QUOTED TEXT:
_ _ _ _ _ _ _
Date:  Mon, 2 Apr 2001 19:11:51 -0400 (EDT)
From:  Laura Wagner <wagner at xp.psych.nyu.edu>
Subject:  Review of Bowerman & Levinson

Bowerman, Melissa, and Stephen Levinson, ed. (2001) Language
Acquisition and Conceptual Development.  Cambridge University Press.

Reviewed by Laura Wagner, NYU

	This book contains 19 papers (plus an introductory overview of
them by Levinson) considering the connection between language acquisition
and conceptual development.  For the majority of the papers, the
perspective taken is neo-Whorfian: the process of language acquisition
helps to structure the concepts being developed.  There are too many
papers in this volume to review them all separately, so instead I will
consider them grouped by the sections in which they appear in the book.
I want to apologize at the outset, therefore, because this approach leads
me to focus on the common themes across the papers which has often forced
me to omit many interesting particular arguments the papers have to offer.

Contents

Part 1: Foundational Issues

	The first three papers consider the impact of having language
itself on one's conceptual abilities.  The paper by Langer compares
primate and human conceptual development.  This paper serves as a useful
anchor for the collection by reminding the reader both of our evolutionary
ancestry (we share many concepts with primates) and of the special role
that language plays in defining us as a species.  Gopnik's paper reviews
her "Theory Theory" view of conceptual development and the role that
emerging language plays in helping children shape their theories of how
the world works.  The final paper in this section, by Spelke & Tsivkin,
considers the role that language might play in connecting our conceptual
abilities.  They review their research showing that children with limited
language, like rats (and also adults engaged in a verbal shadowing task),
can't use landmarks to help them orient in a room although their ability
to use geometric information is preserved.  They argue that many complex
concepts (including ones like "to the left of the blue wall") are composed
of simpler concepts which can be combined only by means of language.  The
Spelke & Tsivkin paper takes what is perhaps the most radical stance in
the book: they claim that there are some concepts -- including some
apparently simple spatial relations -- that just can't be thought without
language.
_ _ _ _ _ _ _
INFORMATION SUPPLIED:
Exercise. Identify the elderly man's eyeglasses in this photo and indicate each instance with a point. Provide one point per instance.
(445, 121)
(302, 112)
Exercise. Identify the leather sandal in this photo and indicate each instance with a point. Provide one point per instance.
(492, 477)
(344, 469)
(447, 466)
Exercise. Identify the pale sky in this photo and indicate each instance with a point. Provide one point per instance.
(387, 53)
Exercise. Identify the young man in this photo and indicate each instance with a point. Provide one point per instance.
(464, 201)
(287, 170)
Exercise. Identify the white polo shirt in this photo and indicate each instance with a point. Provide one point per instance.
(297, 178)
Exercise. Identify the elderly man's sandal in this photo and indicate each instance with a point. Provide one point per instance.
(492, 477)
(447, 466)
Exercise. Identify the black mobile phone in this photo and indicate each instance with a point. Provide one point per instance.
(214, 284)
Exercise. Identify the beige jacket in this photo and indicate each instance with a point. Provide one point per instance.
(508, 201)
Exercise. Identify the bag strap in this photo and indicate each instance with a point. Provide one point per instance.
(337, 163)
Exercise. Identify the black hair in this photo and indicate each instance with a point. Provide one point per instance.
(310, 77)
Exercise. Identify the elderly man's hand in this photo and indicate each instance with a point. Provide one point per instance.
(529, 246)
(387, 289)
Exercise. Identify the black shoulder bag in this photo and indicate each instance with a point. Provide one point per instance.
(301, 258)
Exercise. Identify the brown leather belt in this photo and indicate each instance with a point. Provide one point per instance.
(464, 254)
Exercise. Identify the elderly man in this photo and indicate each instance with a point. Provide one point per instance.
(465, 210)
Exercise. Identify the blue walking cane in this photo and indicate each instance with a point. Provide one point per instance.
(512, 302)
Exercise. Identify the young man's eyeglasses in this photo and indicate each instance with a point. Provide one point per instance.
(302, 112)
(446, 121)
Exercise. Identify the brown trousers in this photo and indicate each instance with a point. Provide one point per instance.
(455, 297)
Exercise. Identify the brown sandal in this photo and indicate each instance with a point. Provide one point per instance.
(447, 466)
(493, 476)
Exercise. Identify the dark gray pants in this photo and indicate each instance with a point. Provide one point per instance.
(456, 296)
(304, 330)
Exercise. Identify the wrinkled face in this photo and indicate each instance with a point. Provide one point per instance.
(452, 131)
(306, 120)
_ _ _ _ _ _ _
SET EXERCISE A:
Answer these questions about the book review:
(i) How many papers does the book contain, not counting Levinson's introductory overview?
(ii) Whose paper compares primate and human conceptual development?
(iii) What kind of information can children with limited language still use to orient in a room?
SET EXERCISE B: Continue the book review from its last sentence, in the reviewer's voice.

RIGHT ANSWER A:
(i) 19
(ii) Langer's
(iii) Geometric information

RIGHT ANSWER B:
Part 2:  Constraints on Word Learning?

	This section consists of three papers aimed at showing that no
language specific constraints are necessary to explain word learning.
Smith presents data showing that, for example, the shape bias found in
early word learning in fact develops over time and has self-organizing
properties of the sort one might expect from a connectionist architecture.
Tomasello reviews his social-pragmatic theory of word learning and Bloom
reviews his kitchen-sink theory of word learning.  None of these papers
takes an explicitly Whorfian stance, though the focus on domain general
abilities is certainly compatible with one.  The resounding lesson from
this section is that the input to children is rich and complex in a
variety of ways, and that children can exploit far more information --
about emergent patterns in the language they're learning, about the
intentions of their interlocuters -- than most simple constraints
approaches give them credit for.


Part 3:  Entities, Individuation, and Quantification

	The first three papers of this section are linked by a common
concern with the mass/count distinction.  Carey reviews her experiments
showing pre-linguistic children are sensitive to the mass/count
distinction: they track numerical identity for objects (e.g. a toy truck)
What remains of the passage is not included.